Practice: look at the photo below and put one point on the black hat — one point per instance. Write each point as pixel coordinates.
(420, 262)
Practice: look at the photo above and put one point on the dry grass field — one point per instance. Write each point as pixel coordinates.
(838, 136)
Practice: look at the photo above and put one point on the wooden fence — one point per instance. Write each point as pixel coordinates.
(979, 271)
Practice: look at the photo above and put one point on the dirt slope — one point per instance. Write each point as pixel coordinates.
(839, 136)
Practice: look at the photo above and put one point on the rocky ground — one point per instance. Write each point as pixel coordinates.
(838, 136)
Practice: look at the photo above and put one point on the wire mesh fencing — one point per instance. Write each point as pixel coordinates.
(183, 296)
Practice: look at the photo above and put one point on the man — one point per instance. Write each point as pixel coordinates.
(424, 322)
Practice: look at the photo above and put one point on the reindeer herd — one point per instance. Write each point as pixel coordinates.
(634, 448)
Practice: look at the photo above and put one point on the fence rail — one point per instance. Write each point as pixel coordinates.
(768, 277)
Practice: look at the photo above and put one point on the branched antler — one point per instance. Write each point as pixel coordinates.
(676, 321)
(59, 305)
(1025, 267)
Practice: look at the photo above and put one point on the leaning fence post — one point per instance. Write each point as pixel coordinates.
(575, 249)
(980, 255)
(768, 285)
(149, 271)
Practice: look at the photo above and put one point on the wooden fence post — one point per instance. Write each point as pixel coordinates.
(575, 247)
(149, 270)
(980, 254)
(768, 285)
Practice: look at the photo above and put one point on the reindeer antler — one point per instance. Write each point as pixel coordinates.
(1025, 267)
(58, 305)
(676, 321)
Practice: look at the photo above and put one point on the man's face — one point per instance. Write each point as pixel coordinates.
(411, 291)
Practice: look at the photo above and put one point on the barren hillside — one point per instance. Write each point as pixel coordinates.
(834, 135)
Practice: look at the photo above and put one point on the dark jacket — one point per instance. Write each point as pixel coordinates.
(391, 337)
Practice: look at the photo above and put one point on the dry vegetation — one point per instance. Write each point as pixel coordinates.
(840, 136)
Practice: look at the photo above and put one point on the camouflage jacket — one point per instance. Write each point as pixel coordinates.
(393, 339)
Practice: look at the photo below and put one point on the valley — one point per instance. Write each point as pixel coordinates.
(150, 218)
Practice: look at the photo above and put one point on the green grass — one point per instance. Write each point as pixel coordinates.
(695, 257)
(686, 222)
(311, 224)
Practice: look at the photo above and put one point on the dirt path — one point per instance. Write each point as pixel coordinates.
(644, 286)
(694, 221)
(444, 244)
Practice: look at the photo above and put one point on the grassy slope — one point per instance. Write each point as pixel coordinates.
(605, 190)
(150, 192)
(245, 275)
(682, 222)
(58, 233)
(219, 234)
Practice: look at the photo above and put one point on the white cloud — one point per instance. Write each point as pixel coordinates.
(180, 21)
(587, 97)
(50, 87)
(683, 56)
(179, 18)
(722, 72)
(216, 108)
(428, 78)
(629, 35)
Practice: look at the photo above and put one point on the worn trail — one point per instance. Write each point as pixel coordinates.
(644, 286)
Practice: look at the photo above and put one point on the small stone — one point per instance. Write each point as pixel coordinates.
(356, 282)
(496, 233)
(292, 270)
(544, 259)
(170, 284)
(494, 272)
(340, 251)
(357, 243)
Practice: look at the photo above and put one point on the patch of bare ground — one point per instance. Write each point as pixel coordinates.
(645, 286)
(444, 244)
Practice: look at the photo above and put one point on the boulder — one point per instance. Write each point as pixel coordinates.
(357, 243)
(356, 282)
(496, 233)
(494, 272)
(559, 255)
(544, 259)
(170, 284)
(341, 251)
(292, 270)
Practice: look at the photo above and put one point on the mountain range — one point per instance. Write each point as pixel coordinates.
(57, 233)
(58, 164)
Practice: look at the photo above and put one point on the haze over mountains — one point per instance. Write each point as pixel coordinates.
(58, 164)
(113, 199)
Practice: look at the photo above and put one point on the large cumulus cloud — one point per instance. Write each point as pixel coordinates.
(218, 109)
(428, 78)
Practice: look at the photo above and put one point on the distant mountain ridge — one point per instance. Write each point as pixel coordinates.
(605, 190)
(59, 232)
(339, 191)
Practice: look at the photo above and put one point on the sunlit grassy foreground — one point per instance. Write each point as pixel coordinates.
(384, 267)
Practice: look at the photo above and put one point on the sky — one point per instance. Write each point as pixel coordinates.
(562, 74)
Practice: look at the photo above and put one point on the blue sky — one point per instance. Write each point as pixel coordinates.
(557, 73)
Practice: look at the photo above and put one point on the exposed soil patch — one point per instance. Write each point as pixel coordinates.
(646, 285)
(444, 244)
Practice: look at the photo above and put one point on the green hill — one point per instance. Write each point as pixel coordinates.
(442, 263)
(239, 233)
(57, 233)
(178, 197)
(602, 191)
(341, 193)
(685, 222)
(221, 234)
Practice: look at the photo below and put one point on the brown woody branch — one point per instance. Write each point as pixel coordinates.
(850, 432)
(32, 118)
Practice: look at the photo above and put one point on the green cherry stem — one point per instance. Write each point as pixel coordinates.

--- --- ---

Prompt →
The records above must be repeated exactly, every one of them.

Exercise answer →
Practice: look at the photo below and put one point on the black hat — one point per instance. Write each point as pixel coordinates.
(420, 262)
Practice: look at the photo above and put one point on the dry grass field — one point per instance. Write each point as pixel coordinates.
(838, 136)
Practice: look at the photo above and put one point on the wooden fence — one point per instance. Write each point as pixel coordinates.
(979, 271)
Practice: look at the photo above and put one point on the dirt slope — one point per instance. Write each point as pixel coordinates.
(839, 136)
Practice: look at the photo above and put one point on the rocky ground — one point per instance. Write each point as pixel coordinates.
(838, 136)
Practice: look at the photo above and put one point on the wire mesh fencing — one point per instance. Write each point as pixel coordinates.
(183, 296)
Practice: look at the photo above and put one point on the man — one point per instance. Write each point as pixel coordinates.
(424, 322)
Practice: look at the photo above and put one point on the reindeer herd — one point per instance. Write each point as pixel coordinates.
(634, 448)
Practice: look at the photo above and put one point on the fence rail — one point per instance. Write each point as pixel coordinates.
(768, 277)
Practice: look at the photo above and put one point on the branched antler — one point per instance. Write each point as pixel coordinates.
(676, 321)
(59, 305)
(1025, 267)
Practice: look at the photo above and put one point on the leaning fence post — one point per instance. Write each point as pixel coordinates.
(575, 249)
(980, 255)
(768, 285)
(149, 271)
Practice: look at the photo above and put one point on the wooden fence post — one point per instance. Write each point as pixel coordinates.
(575, 247)
(149, 270)
(980, 254)
(768, 285)
Practice: look at the photo above and put one point on the reindeer antler — one point per instance. Write each point as pixel coordinates.
(1025, 267)
(58, 305)
(676, 321)
Practice: look at the photo above and put one point on the man's face — one point per instance. Write each point as pixel coordinates.
(411, 291)
Practice: look at the photo above and put one point on the barren hillside — one point per instance. Write each point as pixel coordinates.
(834, 135)
Practice: look at the photo above and put one point on the dark jacket — one point per instance. Write each point as pixel coordinates.
(391, 337)
Practice: look at the photo above and put one point on the dry vegetation — one point per instance. Write each point as pixel coordinates.
(840, 136)
Practice: look at the photo above and put one point on the camouflage jacket — one point per instance. Write each point as pixel coordinates.
(393, 339)
Practice: look at the photo below and put one point on the valley — one point per instance. Write each point as pixel coordinates.
(150, 218)
Practice: look at the photo above and put one point on the green grass — one point per instance. Write each point as pixel coordinates.
(695, 257)
(686, 222)
(311, 224)
Practice: look at the photo above and put one point on the dirt path — one point per instance. Write each point as pixel coordinates.
(644, 286)
(694, 221)
(444, 244)
Practice: look at the photo above and put one point on the grassy slope — one point per instance. Write each point as pixel coordinates.
(605, 190)
(150, 192)
(245, 275)
(682, 222)
(58, 233)
(219, 234)
Practice: look at the photo above and put one point on the white cloud — one point per instance. Write each point as pixel coordinates.
(180, 21)
(587, 97)
(50, 87)
(683, 56)
(179, 18)
(722, 72)
(216, 108)
(428, 78)
(629, 35)
Practice: look at the photo above and put one point on the worn trail — one point per instance. Write each point as pixel coordinates.
(644, 286)
Practice: look at the photo above and put one point on the small stone — one point per instance. Write each point as pixel coordinates.
(356, 282)
(496, 233)
(292, 270)
(544, 259)
(170, 284)
(494, 272)
(340, 251)
(357, 243)
Practice: look at the photo above and put one point on the patch of bare ground — one point per instance. Write each point as pixel coordinates.
(645, 286)
(444, 244)
Practice: look at the photo above and put one point on the boulder — one point per instance. Write each point as pixel coordinates.
(357, 243)
(356, 282)
(496, 233)
(494, 272)
(559, 255)
(544, 259)
(170, 284)
(341, 251)
(292, 270)
Practice: look at the photo above and put one point on the mountain range — one point per instance. Write each point as pixel coordinates.
(57, 233)
(58, 164)
Practice: look at the photo above and put one point on the haze over mountains — one point per instance. Write each point as pixel coordinates.
(58, 164)
(113, 199)
Practice: look at the photo above and put one point on the large cumulus cloud — one point per instance. Write each point as pixel coordinates.
(218, 109)
(428, 78)
Practice: look at the photo above and put one point on the distant mountain ridge — one point per instance. Write each point as pixel coordinates.
(605, 190)
(59, 232)
(339, 191)
Practice: look at the photo above and put one point on the sunlit grassy foreground — one point per instance. Write each point as pixel coordinates.
(384, 267)
Practice: look at the photo above and put one point on the sky — one point per instance. Write each point as pixel coordinates.
(562, 74)
Practice: look at the photo above and put one point on the blue sky — one point per instance. Write each point as pixel coordinates.
(557, 73)
Practice: look at the photo above and put one point on the exposed soil patch — one point per instance. Write each point as pixel coordinates.
(646, 285)
(444, 244)
Practice: look at the photo above and put one point on the green hill — one point per instance. Write each point as pixel coordinates.
(442, 263)
(239, 233)
(57, 233)
(178, 197)
(602, 191)
(341, 193)
(685, 222)
(221, 234)
Practice: look at the photo below and put one point on the brown woody branch — one point per instance. Write each point as pixel coordinates.
(850, 432)
(32, 118)
Practice: look at the photo above and put one point on the green cherry stem — one point per instance. Write each point as pixel coordinates.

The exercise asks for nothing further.